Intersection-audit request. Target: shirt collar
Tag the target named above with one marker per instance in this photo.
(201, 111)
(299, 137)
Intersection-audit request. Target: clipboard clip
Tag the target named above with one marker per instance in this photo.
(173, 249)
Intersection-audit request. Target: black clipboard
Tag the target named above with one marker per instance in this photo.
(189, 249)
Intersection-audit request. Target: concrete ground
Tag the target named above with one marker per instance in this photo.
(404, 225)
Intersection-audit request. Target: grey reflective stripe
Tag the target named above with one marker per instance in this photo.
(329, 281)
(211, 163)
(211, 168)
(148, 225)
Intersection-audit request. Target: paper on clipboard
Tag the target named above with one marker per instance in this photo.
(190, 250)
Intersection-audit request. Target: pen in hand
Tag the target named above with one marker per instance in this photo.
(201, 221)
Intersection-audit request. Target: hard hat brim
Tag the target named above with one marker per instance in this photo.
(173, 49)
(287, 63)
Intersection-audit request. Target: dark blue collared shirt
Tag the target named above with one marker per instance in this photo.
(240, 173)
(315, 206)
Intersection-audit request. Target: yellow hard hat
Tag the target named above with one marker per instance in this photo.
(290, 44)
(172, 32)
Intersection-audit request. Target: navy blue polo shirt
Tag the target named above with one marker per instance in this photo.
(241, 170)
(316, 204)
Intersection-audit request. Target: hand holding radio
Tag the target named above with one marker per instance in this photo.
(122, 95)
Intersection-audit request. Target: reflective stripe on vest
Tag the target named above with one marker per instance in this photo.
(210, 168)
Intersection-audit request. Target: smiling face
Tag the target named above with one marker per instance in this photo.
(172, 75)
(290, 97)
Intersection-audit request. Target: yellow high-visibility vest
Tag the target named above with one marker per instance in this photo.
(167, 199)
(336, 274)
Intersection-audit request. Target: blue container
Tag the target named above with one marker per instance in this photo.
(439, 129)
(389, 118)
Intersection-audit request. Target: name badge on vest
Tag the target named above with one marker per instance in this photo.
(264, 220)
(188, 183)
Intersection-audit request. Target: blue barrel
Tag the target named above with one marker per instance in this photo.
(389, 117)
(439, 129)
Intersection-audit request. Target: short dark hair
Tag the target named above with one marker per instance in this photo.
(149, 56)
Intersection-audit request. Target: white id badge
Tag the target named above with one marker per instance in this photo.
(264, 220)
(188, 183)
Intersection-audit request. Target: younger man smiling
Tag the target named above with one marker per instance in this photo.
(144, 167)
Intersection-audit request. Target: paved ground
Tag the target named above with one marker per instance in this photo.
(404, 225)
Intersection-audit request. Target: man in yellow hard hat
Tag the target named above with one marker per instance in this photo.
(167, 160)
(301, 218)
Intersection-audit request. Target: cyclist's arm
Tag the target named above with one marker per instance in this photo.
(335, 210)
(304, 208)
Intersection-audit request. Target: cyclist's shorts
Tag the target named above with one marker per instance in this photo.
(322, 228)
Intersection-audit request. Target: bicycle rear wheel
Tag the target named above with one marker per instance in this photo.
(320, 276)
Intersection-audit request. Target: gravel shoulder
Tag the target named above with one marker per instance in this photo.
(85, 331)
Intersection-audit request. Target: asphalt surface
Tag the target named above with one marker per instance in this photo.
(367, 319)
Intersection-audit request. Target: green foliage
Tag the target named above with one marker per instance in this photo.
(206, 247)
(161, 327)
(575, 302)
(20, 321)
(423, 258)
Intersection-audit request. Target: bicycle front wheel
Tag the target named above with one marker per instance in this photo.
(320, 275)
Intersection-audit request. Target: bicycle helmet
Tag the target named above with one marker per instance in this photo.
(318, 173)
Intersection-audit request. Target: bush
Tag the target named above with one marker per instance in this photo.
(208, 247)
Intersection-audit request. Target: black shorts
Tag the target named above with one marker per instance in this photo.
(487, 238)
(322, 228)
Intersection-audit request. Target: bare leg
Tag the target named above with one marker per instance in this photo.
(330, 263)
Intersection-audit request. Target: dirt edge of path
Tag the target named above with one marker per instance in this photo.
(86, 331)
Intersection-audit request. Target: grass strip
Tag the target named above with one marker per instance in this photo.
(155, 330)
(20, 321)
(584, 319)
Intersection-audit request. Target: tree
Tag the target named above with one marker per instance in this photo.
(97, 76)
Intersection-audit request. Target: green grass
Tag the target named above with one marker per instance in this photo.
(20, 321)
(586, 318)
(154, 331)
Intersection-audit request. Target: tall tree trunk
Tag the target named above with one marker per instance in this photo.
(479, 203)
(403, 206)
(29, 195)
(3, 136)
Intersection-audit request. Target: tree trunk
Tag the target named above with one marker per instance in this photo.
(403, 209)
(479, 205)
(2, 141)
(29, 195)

Instructions to follow →
Take the records above and return them exactly as written.

Answer →
Intersection-audit request. Target: shirt collar
Tag the target named above with one marker per instance in this photo.
(201, 111)
(299, 137)
Intersection-audit request. Target: clipboard clip
Tag the target named above with one marker per instance in this photo.
(173, 249)
Intersection-audit request. Target: black clipboard
Tag the target named above with one marker per instance in this photo.
(189, 249)
Intersection-audit request. Target: concrete ground
Tag the target named above with one marker per instance in this photo.
(404, 225)
Intersection-audit request. Target: grey reflective stripe
Tag the target named above with one marker per instance in this photo.
(329, 281)
(211, 163)
(211, 168)
(148, 225)
Intersection-audit request. Target: paper on clipboard
Tag the target named above with one marker per instance in this photo.
(190, 250)
Intersection-audit request. Target: pen in hand
Tag the target named above with one marker per instance in this photo.
(201, 221)
Intersection-audit request. Target: hard hat brim
Tag the target named above with one marker per instance in this photo.
(173, 49)
(287, 63)
Intersection-audit request. Target: dark blue collared shirt
Tag the target named above with one marker per instance in this photo.
(240, 173)
(315, 206)
Intersection-audit request. Target: yellow hard hat
Tag the target named above with one marker per instance in this photo.
(290, 44)
(172, 32)
Intersection-audit request. Target: navy blue polo shirt
Tag the target named above with one marker per instance in this photo.
(241, 170)
(316, 204)
Intersection-audit request. Target: hand holding radio
Tag the target named above with one marker per instance in this photo.
(122, 95)
Intersection-audit request. Target: reflective stripe on vest
Tag the target named above with one marker per instance in this photo.
(210, 168)
Intersection-audit request. Target: smiling face
Tag the target named above with one marker per instance in this photo.
(172, 75)
(290, 97)
Intersection-audit request. Target: yellow high-visibility vest
Tag the target named above with one marker per instance in this photo.
(167, 199)
(336, 274)
Intersection-audit request. Target: blue container
Tag the target named above with one marker per instance in this photo.
(439, 129)
(389, 118)
Intersection-audit request. Target: name badge on vest
Tag the target named above with one marker per instance in this photo.
(264, 220)
(188, 183)
Intersection-audit request. Target: blue barrel
Tag the target named above with one marker per instance in this photo.
(389, 117)
(439, 129)
Intersection-audit request. Target: short dark hair
Tag the target named above with one marker per instance in this photo.
(149, 56)
Intersection-audit request. Target: white id badge
Tag the target named above with one marker per instance in this photo.
(264, 220)
(188, 183)
Intersection-audit request. Target: younger man smiling
Tag the target named above with one marker per instance in this photo.
(144, 167)
Intersection-audit request. Target: paved ground
Tag the target named above with one marker per instance in this photo.
(404, 225)
Intersection-audit request. Target: man in yellow hard hat
Tag the target named above with one marker per instance in this photo.
(167, 160)
(301, 218)
Intersection-audit request. Target: cyclist's arm
Tag the target named above with one marker per instance in this photo.
(335, 210)
(304, 208)
Intersection-audit request. Target: cyclist's shorts
Tag the target named above with one marker per instance in this photo.
(322, 228)
Intersection-audit request. Target: bicycle rear wheel
Tag the target named above with one marker per instance in this photo.
(320, 276)
Intersection-audit request. Target: gravel shoulder
Tag the target named above with one marker per instance in this photo.
(85, 331)
Intersection-audit request. Target: asphalt surface
Tag the target named above with one marker per instance in this photo.
(367, 319)
Intersection-audit request. Target: green foliage
Tag the target named above with one marker per instance in this photo.
(206, 247)
(161, 327)
(575, 302)
(20, 321)
(423, 258)
Intersection-audit request. Target: bicycle front wheel
Tag the target named above with one marker per instance in this photo.
(320, 275)
Intersection-audit request. Target: bicycle helmet
Tag the target named above with one marker per instance in this photo.
(318, 173)
Intersection-audit request. Target: bush
Tag the target named above with one marker per instance in this photo.
(208, 247)
Intersection-audit request. Target: black shorts
Tag the target named above with one marker per instance in this photo.
(487, 238)
(322, 228)
Intersection-audit request. Target: bare leg
Tag the target named above with one marker per instance in this photo.
(330, 263)
Intersection-audit request. Target: dirt edge of path
Tag the target named above with one marker per instance in this photo.
(86, 331)
Intersection-audit request. Target: grass strip
Tag the target named above with one marker per instance in this photo.
(155, 330)
(20, 321)
(584, 319)
Intersection-audit request. Target: tree
Tag the target named above with one marker per instance in this photo.
(97, 76)
Intersection-audit request. Target: green grass
Tag the target named above with one marker per instance in this photo.
(20, 321)
(586, 318)
(154, 331)
Intersection-audit request. Target: tall tree trunk
Tag the target named above with one marker per instance in this photo.
(479, 203)
(403, 206)
(29, 195)
(3, 136)
Intersection-audit request. Target: tree trunk
Tag the target named above with one marker per instance in this photo.
(403, 209)
(479, 205)
(2, 141)
(29, 195)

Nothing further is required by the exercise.